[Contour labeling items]
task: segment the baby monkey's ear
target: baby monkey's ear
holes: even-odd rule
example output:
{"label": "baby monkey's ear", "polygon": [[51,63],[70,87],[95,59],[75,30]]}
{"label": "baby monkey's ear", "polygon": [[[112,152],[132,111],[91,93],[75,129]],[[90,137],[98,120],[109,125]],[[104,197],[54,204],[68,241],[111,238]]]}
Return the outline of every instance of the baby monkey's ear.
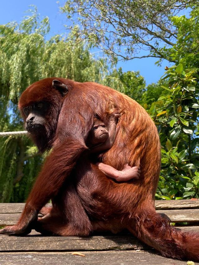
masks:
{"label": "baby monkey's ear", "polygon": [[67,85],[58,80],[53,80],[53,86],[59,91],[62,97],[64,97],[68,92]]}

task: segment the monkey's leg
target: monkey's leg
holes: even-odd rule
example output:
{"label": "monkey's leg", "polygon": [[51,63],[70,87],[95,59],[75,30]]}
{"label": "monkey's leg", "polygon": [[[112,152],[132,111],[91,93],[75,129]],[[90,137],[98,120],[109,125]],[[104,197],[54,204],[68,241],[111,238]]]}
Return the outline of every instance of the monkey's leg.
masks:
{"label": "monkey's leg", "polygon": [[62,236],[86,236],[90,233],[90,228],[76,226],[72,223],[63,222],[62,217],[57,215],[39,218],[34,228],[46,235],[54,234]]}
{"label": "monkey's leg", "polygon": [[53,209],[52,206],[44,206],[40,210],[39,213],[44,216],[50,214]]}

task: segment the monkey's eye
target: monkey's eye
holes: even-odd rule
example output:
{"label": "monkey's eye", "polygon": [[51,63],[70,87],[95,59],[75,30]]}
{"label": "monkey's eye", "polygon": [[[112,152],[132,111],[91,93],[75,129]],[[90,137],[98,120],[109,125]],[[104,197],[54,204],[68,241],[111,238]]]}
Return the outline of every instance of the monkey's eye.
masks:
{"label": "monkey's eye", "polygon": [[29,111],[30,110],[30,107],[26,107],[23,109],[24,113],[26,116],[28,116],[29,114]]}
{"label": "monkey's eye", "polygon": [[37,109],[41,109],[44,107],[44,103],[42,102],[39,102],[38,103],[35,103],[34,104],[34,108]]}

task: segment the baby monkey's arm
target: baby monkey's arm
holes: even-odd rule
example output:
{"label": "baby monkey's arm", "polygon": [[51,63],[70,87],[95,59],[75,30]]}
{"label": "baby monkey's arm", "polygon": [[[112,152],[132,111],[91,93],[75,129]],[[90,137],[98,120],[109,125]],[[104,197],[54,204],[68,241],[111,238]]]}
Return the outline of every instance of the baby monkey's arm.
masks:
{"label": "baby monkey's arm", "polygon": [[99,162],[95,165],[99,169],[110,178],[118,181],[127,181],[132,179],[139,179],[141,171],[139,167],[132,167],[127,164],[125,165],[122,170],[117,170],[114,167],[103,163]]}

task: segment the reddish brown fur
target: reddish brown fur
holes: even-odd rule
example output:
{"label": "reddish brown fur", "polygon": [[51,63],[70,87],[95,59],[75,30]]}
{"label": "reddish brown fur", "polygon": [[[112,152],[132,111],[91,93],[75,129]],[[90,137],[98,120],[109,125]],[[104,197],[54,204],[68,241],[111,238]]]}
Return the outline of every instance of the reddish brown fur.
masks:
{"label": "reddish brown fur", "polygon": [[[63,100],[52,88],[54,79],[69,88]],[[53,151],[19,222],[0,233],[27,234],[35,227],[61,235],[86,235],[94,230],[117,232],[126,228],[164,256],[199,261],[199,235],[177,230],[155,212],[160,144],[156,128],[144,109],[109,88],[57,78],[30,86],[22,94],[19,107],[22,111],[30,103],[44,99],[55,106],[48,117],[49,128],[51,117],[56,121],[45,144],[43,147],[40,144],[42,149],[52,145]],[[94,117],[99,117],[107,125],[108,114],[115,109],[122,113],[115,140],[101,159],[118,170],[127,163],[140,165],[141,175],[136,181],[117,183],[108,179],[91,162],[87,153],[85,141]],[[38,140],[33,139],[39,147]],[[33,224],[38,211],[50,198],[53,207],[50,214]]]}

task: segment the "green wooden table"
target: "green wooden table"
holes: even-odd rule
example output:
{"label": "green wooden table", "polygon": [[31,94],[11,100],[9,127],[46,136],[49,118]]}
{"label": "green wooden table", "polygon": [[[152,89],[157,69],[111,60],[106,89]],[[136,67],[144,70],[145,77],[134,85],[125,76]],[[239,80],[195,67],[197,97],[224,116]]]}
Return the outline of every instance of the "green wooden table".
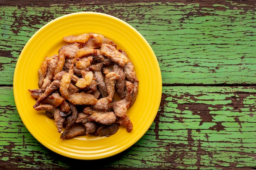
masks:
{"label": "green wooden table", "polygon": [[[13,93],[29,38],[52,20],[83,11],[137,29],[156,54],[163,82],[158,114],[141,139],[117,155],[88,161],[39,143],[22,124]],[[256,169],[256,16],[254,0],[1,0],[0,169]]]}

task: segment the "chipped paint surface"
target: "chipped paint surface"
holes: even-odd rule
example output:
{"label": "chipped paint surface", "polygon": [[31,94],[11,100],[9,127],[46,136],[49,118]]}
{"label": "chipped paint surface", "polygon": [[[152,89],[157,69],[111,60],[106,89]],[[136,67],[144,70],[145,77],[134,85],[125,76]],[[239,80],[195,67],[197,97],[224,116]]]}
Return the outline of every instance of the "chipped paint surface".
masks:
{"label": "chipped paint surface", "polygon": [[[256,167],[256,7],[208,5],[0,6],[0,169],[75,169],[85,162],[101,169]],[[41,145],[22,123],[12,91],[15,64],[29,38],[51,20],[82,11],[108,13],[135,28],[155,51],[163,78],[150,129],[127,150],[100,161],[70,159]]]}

* * *

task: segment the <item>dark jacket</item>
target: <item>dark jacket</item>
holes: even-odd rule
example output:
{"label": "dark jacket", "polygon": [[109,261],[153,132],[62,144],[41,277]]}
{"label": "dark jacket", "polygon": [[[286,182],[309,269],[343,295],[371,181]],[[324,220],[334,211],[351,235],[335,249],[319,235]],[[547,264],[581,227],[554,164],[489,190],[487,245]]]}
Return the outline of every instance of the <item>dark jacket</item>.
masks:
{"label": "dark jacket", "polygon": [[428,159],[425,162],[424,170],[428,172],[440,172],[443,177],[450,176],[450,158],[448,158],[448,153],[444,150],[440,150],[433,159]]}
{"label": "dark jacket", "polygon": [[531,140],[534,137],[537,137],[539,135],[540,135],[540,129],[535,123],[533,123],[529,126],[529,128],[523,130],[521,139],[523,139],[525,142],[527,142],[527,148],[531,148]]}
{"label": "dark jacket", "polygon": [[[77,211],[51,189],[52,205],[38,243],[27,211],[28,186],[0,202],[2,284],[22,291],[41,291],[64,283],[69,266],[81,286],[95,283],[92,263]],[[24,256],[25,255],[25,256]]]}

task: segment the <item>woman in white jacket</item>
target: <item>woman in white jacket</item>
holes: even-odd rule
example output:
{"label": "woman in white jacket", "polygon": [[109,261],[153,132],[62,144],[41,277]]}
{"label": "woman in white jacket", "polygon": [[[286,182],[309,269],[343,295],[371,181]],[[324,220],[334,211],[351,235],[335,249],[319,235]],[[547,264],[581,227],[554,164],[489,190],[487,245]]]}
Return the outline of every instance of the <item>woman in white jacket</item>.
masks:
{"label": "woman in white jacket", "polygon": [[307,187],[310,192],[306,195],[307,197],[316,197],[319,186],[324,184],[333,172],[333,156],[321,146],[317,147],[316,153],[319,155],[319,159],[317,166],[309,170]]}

---

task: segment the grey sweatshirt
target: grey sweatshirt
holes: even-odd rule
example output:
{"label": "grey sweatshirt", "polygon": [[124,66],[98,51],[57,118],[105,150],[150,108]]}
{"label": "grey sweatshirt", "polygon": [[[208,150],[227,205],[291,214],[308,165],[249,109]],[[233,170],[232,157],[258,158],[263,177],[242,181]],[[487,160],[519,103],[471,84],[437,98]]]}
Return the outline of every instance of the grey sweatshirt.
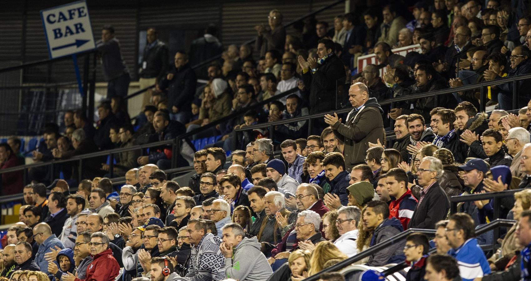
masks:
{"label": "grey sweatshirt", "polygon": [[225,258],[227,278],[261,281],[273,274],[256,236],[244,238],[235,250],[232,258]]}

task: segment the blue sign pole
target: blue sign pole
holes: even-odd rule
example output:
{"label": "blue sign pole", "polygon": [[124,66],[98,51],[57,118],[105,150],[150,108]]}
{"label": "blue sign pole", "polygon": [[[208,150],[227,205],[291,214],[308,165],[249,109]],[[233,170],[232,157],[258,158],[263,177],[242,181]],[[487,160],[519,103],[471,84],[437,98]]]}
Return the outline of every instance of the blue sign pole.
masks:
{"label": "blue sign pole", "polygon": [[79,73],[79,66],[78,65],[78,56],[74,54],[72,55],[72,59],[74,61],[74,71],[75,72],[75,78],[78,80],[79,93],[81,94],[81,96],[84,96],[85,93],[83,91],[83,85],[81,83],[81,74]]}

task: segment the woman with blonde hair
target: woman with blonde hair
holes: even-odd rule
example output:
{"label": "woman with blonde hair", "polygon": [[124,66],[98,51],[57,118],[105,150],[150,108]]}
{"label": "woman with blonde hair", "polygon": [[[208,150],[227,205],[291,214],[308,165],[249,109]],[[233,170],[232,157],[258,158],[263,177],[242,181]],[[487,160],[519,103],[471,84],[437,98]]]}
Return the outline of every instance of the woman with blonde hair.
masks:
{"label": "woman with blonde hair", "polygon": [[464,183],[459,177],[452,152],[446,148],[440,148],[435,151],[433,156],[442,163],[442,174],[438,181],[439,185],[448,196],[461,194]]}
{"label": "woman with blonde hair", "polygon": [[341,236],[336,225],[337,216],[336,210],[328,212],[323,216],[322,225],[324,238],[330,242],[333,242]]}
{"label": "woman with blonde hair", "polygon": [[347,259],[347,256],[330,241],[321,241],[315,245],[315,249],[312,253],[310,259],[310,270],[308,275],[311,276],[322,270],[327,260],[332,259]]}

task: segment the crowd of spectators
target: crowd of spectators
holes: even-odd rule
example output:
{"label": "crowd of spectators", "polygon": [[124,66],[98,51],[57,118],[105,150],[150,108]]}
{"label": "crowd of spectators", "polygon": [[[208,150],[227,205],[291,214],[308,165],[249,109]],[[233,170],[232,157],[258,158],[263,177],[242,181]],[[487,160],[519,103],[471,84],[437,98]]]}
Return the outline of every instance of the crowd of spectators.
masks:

:: WORK INSTRUCTIONS ::
Pick out every row above that contains the string "surface", and copy each of those rows in full.

:: TASK SOLUTION ::
task: segment the "chipped paint surface"
target: "chipped paint surface"
{"label": "chipped paint surface", "polygon": [[31,94],[11,100],[9,127],[46,136],[49,118]]}
{"label": "chipped paint surface", "polygon": [[[152,89],[157,69],[111,60],[106,89]],[[136,67],[144,70],[145,77],[134,85],[125,76]],[[239,80],[195,67],[197,97],[224,116]]]}
Return the outline of every instance of the "chipped paint surface".
{"label": "chipped paint surface", "polygon": [[[256,167],[256,7],[208,5],[0,6],[0,169],[75,169],[85,162],[101,169]],[[41,145],[22,123],[12,91],[15,64],[29,38],[51,20],[82,11],[108,13],[135,28],[155,51],[163,78],[150,129],[127,150],[100,161],[70,159]]]}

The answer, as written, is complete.